» EXCERPTED DATA:
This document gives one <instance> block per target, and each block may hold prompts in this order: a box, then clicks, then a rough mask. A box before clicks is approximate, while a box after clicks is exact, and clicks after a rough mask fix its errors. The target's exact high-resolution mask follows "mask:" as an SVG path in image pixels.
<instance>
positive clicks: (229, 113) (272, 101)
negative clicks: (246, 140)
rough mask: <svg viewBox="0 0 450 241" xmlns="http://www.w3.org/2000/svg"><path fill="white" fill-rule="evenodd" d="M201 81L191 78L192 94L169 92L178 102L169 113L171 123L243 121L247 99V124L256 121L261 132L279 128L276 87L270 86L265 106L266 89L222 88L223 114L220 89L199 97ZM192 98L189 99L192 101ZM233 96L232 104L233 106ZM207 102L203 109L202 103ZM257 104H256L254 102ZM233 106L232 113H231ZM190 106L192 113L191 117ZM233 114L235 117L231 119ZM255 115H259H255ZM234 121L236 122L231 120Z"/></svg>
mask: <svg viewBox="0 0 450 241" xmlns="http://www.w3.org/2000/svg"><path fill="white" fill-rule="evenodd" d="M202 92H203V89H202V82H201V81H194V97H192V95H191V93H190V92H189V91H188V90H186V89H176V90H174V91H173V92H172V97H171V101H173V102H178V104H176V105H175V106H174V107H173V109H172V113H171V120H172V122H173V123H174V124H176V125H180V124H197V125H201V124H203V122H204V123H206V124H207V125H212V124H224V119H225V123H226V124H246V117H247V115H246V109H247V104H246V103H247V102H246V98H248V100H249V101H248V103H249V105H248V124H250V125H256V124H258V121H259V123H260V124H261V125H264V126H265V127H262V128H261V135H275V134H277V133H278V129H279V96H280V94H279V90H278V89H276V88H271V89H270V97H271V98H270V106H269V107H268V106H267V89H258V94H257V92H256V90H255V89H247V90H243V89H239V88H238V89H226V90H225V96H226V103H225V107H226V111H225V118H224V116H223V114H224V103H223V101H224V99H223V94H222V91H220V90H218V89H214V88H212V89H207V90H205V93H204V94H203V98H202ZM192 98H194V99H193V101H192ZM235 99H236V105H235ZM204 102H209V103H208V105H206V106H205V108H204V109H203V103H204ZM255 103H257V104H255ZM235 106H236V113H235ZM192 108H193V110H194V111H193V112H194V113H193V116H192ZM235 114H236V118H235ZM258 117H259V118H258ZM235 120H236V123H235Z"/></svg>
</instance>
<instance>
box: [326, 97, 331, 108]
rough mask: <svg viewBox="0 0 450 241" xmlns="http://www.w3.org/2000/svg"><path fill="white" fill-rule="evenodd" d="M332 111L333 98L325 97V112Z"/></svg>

» EXERCISE REQUIREMENTS:
The response should be an exact copy of the lines from the one with "box: [326, 97, 331, 108]" through the end of the data, with no other text.

» SOLUTION BELOW:
box: [326, 97, 331, 108]
rough mask: <svg viewBox="0 0 450 241" xmlns="http://www.w3.org/2000/svg"><path fill="white" fill-rule="evenodd" d="M332 111L333 98L325 97V112Z"/></svg>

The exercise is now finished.